__Your objective__
Reproduce the article on architectural drawings from "School of Architecture, Kyungpook" to "and Artificial Intelligence)", switching "October" to "November" each time it appears.

__Document__
──────────────────────────────

School of Architecture, Kyungpook National University, 80, Daehak-ro, Buk-gu, Daegu 41566, Korea

^*

Author to whom correspondence should be addressed.

Appl. Sci. 2020, 10(20), 7347; https://doi.org/10.3390/app10207347

Submission received: 16 September 2020 / Revised: 11 October 2020 / Accepted: 16 October 2020 / Published: 20 October 2020

(This article belongs to the Section Computing and Artificial Intelligence)

Download

Browse Figures

Review Reports Versions Notes

Abstract

:

Artificial intelligence presents an optimized alternative by performing problem-solving knowledge and problem-solving processes under specific conditions. This makes it possible to creatively examine various design alternatives under conditions that satisfy the functional requirements of the building. In this study, in order to develop architectural design automation technology using artificial intelligence, the characteristics of an architectural drawings, that is, the architectural elements and the composition of spaces expressed in the drawings, were learned, recognized, and inferred through deep learning. The biggest problem in applying deep learning in the field of architectural design is that the amount of publicly disclosed data is absolutely insufficient and that the publicly disclosed data also haves a wide variety of forms. Using the technology proposed in this study, it is possible to quickly and easily create labeling images of drawings, so it is expected that a large amount of data sets that can be used for deep learning for the automatic recommendation of architectural design or automatic 3D modeling can be obtained. This will be the basis for architectural design technology using artificial intelligence in the future, as it can propose an architectural plan that meets specific circumstances or requirements.

──────────────────────────────

__Data block__
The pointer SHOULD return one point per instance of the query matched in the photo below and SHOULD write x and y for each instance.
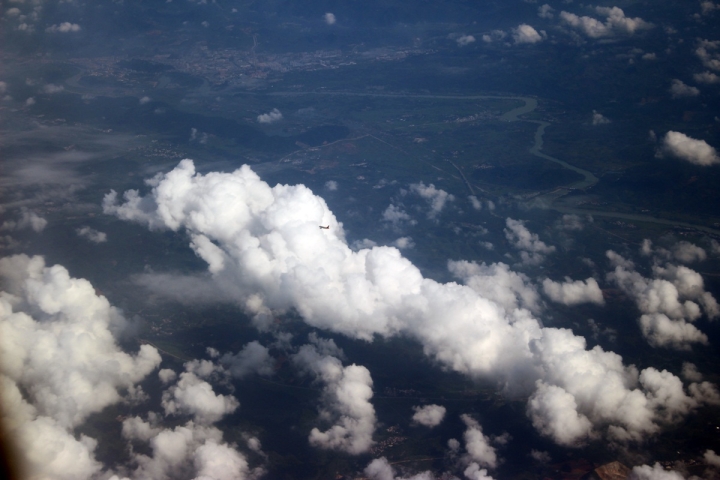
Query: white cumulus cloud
(689, 149)
(271, 117)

──────────────────────────────

__Result of this exercise__
School of Architecture, Kyungpook National University, 80, Daehak-ro, Buk-gu, Daegu 41566, Korea

^*

Author to whom correspondence should be addressed.

Appl. Sci. 2020, 10(20), 7347; https://doi.org/10.3390/app10207347

Submission received: 16 September 2020 / Revised: 11 November 2020 / Accepted: 16 November 2020 / Published: 20 November 2020

(This article belongs to the Section Computing and Artificial Intelligence)